# Exercise directions:
Please return the data word for word and leave out any picture it contains.

# Records supplied:
━━━━━━
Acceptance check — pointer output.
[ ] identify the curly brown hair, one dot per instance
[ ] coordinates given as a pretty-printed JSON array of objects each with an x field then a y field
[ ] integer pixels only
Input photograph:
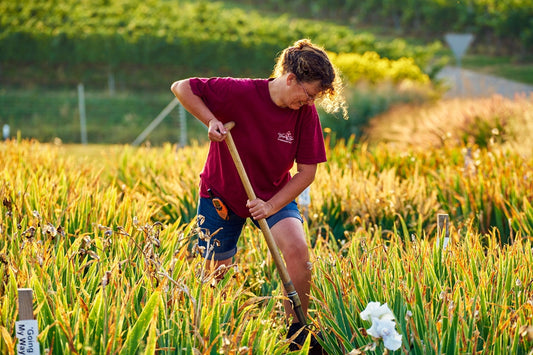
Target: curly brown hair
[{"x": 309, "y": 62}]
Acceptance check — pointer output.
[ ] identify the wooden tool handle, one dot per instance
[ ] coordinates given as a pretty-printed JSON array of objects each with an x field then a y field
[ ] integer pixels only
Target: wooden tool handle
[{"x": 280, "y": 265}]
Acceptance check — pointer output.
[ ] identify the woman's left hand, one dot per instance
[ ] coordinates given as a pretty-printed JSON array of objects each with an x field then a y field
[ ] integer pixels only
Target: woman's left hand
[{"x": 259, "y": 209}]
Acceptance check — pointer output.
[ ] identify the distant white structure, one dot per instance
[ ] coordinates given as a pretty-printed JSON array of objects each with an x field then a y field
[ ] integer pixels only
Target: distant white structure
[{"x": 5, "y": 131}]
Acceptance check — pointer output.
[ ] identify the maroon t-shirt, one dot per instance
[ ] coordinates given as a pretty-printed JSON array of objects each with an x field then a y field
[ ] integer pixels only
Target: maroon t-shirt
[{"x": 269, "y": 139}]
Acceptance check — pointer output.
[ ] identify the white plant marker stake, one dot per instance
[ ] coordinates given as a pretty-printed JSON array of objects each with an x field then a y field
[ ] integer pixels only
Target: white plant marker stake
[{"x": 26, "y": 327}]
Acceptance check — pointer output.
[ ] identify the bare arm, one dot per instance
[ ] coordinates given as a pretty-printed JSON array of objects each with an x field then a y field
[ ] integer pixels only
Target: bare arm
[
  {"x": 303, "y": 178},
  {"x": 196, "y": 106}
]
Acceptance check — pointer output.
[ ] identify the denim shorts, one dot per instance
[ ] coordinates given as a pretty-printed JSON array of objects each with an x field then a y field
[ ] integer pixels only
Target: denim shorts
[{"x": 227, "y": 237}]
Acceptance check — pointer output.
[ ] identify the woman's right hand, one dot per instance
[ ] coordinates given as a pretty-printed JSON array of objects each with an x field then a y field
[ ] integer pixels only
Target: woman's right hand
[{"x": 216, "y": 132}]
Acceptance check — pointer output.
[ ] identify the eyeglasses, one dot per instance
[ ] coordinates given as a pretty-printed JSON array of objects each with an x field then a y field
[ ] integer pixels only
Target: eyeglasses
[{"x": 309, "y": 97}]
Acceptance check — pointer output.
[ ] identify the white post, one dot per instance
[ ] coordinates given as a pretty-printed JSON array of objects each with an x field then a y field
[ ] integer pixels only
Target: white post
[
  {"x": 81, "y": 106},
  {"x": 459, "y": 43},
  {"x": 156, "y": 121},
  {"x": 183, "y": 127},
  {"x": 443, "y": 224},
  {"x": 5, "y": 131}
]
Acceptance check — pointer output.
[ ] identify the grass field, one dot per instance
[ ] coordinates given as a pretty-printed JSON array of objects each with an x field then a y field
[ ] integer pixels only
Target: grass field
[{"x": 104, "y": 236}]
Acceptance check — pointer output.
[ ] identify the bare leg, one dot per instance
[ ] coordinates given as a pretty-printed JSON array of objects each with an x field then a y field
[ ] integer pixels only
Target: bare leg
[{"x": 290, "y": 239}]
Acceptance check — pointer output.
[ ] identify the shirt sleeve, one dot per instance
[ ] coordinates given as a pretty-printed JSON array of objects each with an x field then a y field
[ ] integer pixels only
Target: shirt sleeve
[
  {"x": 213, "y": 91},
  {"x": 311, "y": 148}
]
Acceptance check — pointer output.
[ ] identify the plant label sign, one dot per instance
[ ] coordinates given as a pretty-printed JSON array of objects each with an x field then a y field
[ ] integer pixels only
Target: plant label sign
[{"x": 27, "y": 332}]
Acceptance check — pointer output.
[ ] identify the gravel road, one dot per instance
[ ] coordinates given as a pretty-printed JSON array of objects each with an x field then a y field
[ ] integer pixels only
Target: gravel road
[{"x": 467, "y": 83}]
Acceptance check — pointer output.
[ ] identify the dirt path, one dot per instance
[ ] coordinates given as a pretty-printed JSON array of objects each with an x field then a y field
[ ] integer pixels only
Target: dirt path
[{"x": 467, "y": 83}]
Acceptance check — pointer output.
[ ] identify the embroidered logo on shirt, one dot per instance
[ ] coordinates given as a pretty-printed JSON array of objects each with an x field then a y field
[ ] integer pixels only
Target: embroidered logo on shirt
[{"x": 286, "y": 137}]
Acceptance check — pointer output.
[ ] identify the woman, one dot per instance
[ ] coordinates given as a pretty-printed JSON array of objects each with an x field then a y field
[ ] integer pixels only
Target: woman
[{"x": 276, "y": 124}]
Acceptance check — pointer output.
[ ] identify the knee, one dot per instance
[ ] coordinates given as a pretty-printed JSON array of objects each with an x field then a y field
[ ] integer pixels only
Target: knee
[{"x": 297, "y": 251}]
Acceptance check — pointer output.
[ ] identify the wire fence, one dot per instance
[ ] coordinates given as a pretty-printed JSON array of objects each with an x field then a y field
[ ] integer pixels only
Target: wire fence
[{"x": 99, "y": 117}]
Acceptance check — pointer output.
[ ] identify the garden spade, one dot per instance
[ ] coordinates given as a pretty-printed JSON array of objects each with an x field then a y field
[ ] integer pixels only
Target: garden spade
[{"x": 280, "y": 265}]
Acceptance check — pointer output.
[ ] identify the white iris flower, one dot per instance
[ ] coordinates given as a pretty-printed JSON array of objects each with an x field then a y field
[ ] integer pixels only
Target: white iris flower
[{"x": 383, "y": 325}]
━━━━━━
# Response area:
Acceptance check — pointer output.
[ ] identify the curly brown hair, one dot per instance
[ ] coordinates given as a pretty-printed JSON array of objects each with an x field then a y field
[ ] integer pixels only
Input photograph:
Target: curly brown hair
[{"x": 309, "y": 62}]
Acceptance check — pointer output.
[ ] identify the wooden tool handle, one dot per instance
[ ] coordinates given as a pretty-printed JSON array of objects each with an x field then a y field
[ ] integer pixels only
Target: wooden tool handle
[{"x": 280, "y": 265}]
Acceptance check — pointer output.
[ ] identify the woman's left hand, one dot per instance
[ ] coordinates given as a pretty-printed JSON array of objects each with an x field then a y field
[ ] integer pixels only
Target: woman's left hand
[{"x": 259, "y": 209}]
Acceptance check — pointer output.
[ ] identify the distant white structure, one dot per instance
[ ] coordinates given as a pretty-printed JSON array of objects each with an x field then a y field
[ ] integer pixels only
Target: distant white structure
[{"x": 5, "y": 131}]
Acceptance check — pointer output.
[ ] identify the maroon t-shirt, one dot per instance
[ ] coordinates given as a pretty-printed JSON array of objects each with an x field then a y field
[ ] integer pixels only
Target: maroon t-shirt
[{"x": 269, "y": 139}]
Acceptance check — pointer output.
[ ] identify the white plant marker stake, one dot per instance
[ ] coordinates given as a pretty-printed JSON array of objects each with an x field then a y field
[ ] integer pixels only
Target: white plant marker stake
[{"x": 26, "y": 327}]
Acceptance check — pointer output.
[ ] identify the bare arm, one dot per instance
[ ] coordinates given as a pretty-printed JSON array of objects each with an x field then a y field
[ ] integer pixels only
Target: bare arm
[
  {"x": 303, "y": 178},
  {"x": 196, "y": 106}
]
Acceptance check — pointer output.
[ ] identify the denim shorts, one dot per instance
[ ] coordinates given as a pretty-printed JSON array of objects each with an x field then a y field
[ ] integer pixels only
Target: denim shorts
[{"x": 227, "y": 237}]
Acceptance check — pointer output.
[ ] identify the woman's right hand, one dot per instance
[ ] coordinates given as a pretty-printed JSON array of objects each with an x field then a y field
[ ] integer pixels only
Target: woman's right hand
[{"x": 216, "y": 132}]
Acceptance check — pointer output.
[ ] identify the eyeglasses, one dot per instance
[ ] coordinates given as a pretty-printed JSON array of objects each with an x field then a y field
[ ] integer pixels only
Target: eyeglasses
[{"x": 309, "y": 97}]
Acceptance check — pointer output.
[ ] identify the white post, one dot per instance
[ ] coordinates given as a pretty-printed JSON array of objects each with an x field then a y field
[ ] integer pixels only
Target: white post
[
  {"x": 81, "y": 106},
  {"x": 459, "y": 43},
  {"x": 156, "y": 121},
  {"x": 183, "y": 127},
  {"x": 443, "y": 224},
  {"x": 5, "y": 131}
]
Acceptance check — pointer output.
[ ] identify the grass field, one dot per instance
[ ] coordinates given as a pretty-printed JSON array of objects each with an x field then a y field
[ ] integer pixels only
Target: grass field
[{"x": 104, "y": 236}]
Acceptance check — pointer output.
[ ] identify the bare leg, one dot per instance
[ ] coordinates given as a pretty-printed JSON array of objects each with an x field then a y field
[ ] integer pixels only
Target: bare leg
[{"x": 290, "y": 239}]
Acceptance check — pointer output.
[ ] identify the shirt sleeve, one dot per instance
[ ] coordinates given as a pretty-printed JSON array of objects each with an x field then a y field
[ ] integer pixels only
Target: shirt sleeve
[
  {"x": 213, "y": 91},
  {"x": 311, "y": 148}
]
Acceptance check — pointer output.
[ ] identify the plant label sign, one dot per instance
[ ] coordinates given as a pretty-printed JSON array of objects each with an x field then a y field
[ ] integer pixels only
Target: plant label sign
[{"x": 27, "y": 332}]
Acceptance check — pointer output.
[ ] identify the gravel road, one dot per instance
[ ] coordinates given as a pretty-printed JSON array of objects each with an x field then a y field
[ ] integer pixels only
Target: gravel road
[{"x": 467, "y": 83}]
Acceptance check — pointer output.
[ ] identify the dirt path, one dot per instance
[ ] coordinates given as a pretty-printed JSON array of objects each with an x field then a y field
[ ] integer pixels only
Target: dirt path
[{"x": 467, "y": 83}]
Acceptance check — pointer output.
[ ] identify the embroidered logo on shirt, one dot per instance
[ ] coordinates given as a pretty-printed JSON array of objects each with an x field then a y field
[ ] integer pixels only
Target: embroidered logo on shirt
[{"x": 286, "y": 137}]
Acceptance check — pointer output.
[ ] identify the woman, one dot per instance
[ ] coordinates given as a pretty-printed JSON array of objects each with an x field then a y field
[ ] integer pixels only
Target: woman
[{"x": 276, "y": 124}]
Acceptance check — pointer output.
[ ] identify the knee, one dot per instance
[ ] coordinates given as a pretty-printed JSON array of objects each with an x field then a y field
[ ] integer pixels only
Target: knee
[{"x": 297, "y": 251}]
Acceptance check — pointer output.
[ ] identify the wire fence, one dot per instance
[ ] coordinates given as a pretty-printed JSON array of objects each with an x field then a y field
[ ] integer pixels only
Target: wire fence
[{"x": 99, "y": 117}]
Acceptance check — pointer output.
[ ] identify the garden spade, one dot per instance
[ ] coordinates given as a pretty-printed JSON array of objects each with an x field then a y field
[ ] integer pixels only
Target: garden spade
[{"x": 280, "y": 265}]
Acceptance check — pointer output.
[ ] identify the white iris flower, one dot per instance
[ ] coordinates given as a pretty-printed JSON array of objects each with an x field then a y field
[ ] integer pixels only
Target: white iris flower
[{"x": 383, "y": 325}]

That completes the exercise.